▸ **YOUR TASK**:
In the entries below, how many lines contain "query"? Answer with the number and nothing else.

Dataset items
━━━━━━

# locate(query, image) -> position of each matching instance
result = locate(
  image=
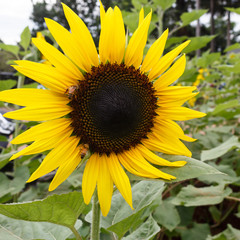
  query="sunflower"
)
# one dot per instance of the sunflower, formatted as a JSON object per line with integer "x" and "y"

━━━━━━

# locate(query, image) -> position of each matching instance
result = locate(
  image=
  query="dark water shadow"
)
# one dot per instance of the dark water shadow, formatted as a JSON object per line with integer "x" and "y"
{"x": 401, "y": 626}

━━━━━━

▸ **PROBLEM SOLUTION**:
4